__Supplied entries__
%%
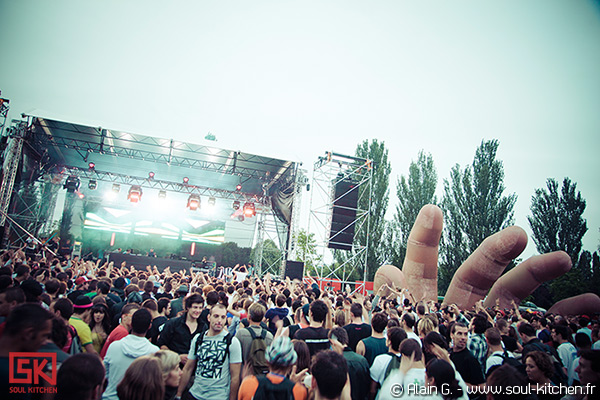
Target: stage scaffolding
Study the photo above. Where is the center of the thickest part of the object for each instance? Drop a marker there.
(52, 151)
(328, 171)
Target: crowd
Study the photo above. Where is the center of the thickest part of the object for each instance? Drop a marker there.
(127, 334)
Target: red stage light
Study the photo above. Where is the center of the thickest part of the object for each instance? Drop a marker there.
(249, 210)
(135, 194)
(193, 202)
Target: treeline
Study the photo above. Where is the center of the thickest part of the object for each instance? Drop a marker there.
(476, 204)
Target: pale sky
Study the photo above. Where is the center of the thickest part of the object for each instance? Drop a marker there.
(293, 79)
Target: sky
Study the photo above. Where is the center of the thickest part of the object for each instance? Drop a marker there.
(294, 79)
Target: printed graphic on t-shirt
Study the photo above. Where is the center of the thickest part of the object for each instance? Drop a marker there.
(211, 355)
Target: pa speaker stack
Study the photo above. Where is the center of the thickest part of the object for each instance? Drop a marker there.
(343, 218)
(294, 269)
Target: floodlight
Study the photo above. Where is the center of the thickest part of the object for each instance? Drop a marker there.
(249, 210)
(193, 202)
(72, 184)
(135, 194)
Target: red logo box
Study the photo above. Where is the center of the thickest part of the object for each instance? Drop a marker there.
(32, 366)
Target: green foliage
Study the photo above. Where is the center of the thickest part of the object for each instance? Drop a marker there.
(474, 208)
(556, 219)
(271, 256)
(414, 191)
(307, 251)
(557, 224)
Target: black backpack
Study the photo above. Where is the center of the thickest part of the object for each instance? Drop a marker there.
(392, 365)
(268, 390)
(559, 377)
(513, 362)
(256, 356)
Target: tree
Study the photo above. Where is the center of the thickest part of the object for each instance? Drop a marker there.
(557, 224)
(271, 256)
(414, 191)
(307, 251)
(376, 152)
(556, 220)
(474, 208)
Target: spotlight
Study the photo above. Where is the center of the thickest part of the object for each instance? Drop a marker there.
(135, 194)
(72, 184)
(193, 202)
(249, 210)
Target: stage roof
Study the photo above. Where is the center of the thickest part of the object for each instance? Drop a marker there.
(64, 147)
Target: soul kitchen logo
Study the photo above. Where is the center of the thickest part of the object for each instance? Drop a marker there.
(32, 372)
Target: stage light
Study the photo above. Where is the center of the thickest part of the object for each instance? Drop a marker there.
(72, 184)
(249, 210)
(135, 194)
(193, 202)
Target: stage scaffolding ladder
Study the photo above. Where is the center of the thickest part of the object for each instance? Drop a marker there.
(340, 266)
(11, 166)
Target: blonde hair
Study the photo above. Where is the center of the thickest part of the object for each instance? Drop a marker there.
(169, 360)
(143, 380)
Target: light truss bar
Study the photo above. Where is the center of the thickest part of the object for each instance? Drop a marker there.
(152, 149)
(84, 173)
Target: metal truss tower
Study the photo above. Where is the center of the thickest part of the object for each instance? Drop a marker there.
(12, 158)
(328, 171)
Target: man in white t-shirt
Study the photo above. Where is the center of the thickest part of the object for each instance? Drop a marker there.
(566, 351)
(217, 361)
(383, 364)
(410, 376)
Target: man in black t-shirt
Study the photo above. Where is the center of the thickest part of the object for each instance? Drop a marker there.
(463, 360)
(357, 330)
(315, 336)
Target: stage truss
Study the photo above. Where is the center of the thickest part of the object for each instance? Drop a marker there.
(328, 171)
(31, 202)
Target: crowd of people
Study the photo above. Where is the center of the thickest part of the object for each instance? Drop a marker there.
(127, 334)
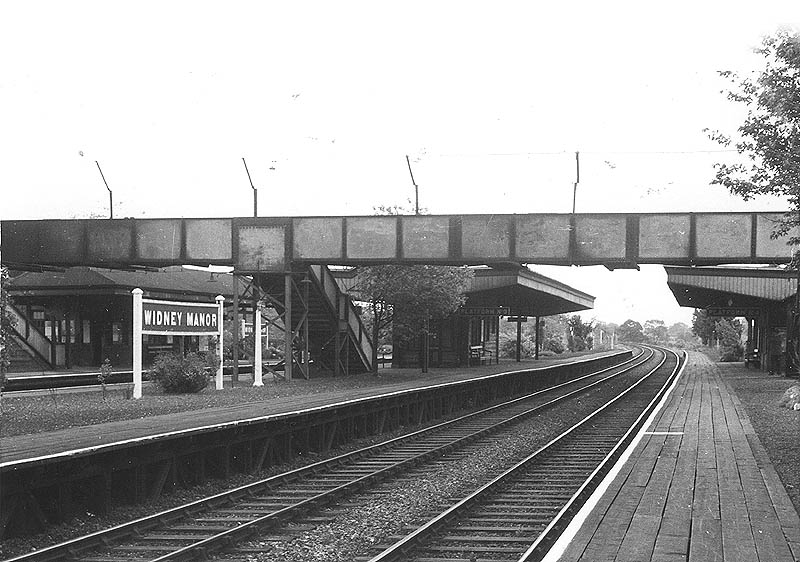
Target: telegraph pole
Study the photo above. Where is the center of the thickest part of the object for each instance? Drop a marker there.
(416, 187)
(110, 194)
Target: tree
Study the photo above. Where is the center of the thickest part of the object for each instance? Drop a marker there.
(680, 335)
(655, 332)
(403, 300)
(410, 296)
(769, 137)
(6, 325)
(703, 326)
(630, 331)
(579, 334)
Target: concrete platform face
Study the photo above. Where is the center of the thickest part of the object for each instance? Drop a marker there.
(698, 487)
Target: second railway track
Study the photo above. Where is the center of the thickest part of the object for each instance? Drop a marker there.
(196, 530)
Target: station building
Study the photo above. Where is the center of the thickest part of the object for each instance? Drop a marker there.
(764, 296)
(80, 316)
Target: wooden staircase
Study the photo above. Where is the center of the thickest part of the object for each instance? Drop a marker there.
(324, 321)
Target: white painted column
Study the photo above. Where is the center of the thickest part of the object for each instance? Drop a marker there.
(137, 342)
(220, 299)
(257, 372)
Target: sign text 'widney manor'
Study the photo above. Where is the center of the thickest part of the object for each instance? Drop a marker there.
(163, 317)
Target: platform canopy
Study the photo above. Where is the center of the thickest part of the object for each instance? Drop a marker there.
(188, 284)
(505, 292)
(731, 291)
(524, 293)
(276, 244)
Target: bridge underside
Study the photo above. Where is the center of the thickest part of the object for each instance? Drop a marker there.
(273, 244)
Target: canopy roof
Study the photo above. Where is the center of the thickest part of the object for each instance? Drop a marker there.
(522, 291)
(163, 283)
(704, 287)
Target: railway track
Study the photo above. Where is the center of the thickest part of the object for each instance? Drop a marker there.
(197, 530)
(519, 515)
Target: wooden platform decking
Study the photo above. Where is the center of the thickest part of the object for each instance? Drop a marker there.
(698, 487)
(86, 439)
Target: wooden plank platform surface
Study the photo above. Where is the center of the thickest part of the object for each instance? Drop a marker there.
(699, 487)
(67, 441)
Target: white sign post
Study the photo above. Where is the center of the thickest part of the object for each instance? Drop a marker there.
(137, 343)
(173, 318)
(220, 299)
(257, 372)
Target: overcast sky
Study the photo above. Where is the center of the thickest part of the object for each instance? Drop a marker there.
(490, 100)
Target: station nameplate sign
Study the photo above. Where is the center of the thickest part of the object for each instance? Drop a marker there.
(484, 311)
(746, 311)
(160, 317)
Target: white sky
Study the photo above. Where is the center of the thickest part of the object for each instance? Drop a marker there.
(490, 99)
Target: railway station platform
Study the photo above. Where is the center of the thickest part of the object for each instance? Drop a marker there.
(84, 439)
(698, 487)
(46, 477)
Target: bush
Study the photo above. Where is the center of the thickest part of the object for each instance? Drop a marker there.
(175, 373)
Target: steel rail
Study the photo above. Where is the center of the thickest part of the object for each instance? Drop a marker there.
(404, 548)
(76, 548)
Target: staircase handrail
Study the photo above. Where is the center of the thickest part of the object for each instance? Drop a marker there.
(31, 334)
(333, 293)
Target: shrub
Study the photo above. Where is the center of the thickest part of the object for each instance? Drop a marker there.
(175, 373)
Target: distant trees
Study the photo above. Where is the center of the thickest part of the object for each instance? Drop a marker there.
(6, 324)
(630, 331)
(680, 334)
(655, 332)
(406, 298)
(410, 297)
(770, 135)
(725, 332)
(579, 334)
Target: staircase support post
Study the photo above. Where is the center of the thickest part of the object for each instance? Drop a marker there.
(257, 374)
(236, 335)
(287, 318)
(306, 362)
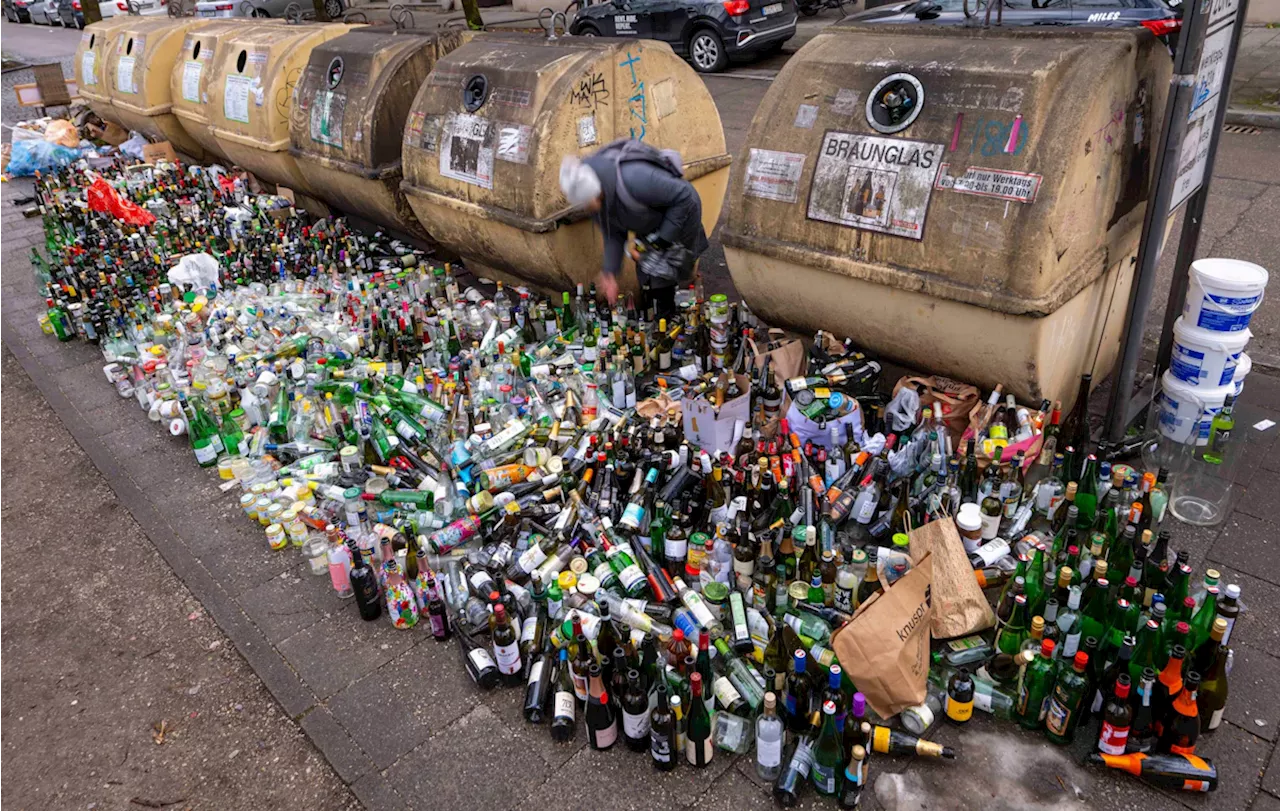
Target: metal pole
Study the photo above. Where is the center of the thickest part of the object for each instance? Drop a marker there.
%%
__Required task__
Repeat the items word for word, starting at the line that contains "Target: shrub" and ending at the last line of the items, with both ends included. Leave the pictures out of your copy.

__Solution for this task__
Target: shrub
Study the photo above. Where is the center of the thickest part of the object for each instance? Drop a marker there.
(175, 373)
Target: distant trees
Study the photo above. Where is the center of the thickest part of the object for each instance? Drop a marker there.
(6, 324)
(630, 331)
(680, 334)
(655, 332)
(406, 298)
(410, 297)
(770, 135)
(725, 332)
(579, 334)
Target: staircase support post
Study the photo above. Where is the center of the thickest part of the object for each instance? Drop a marker there.
(257, 374)
(236, 335)
(287, 318)
(306, 362)
Target: metal pole
Study the photo above. Where is the center of the thickest part of the object for each instance? Drop a marker there.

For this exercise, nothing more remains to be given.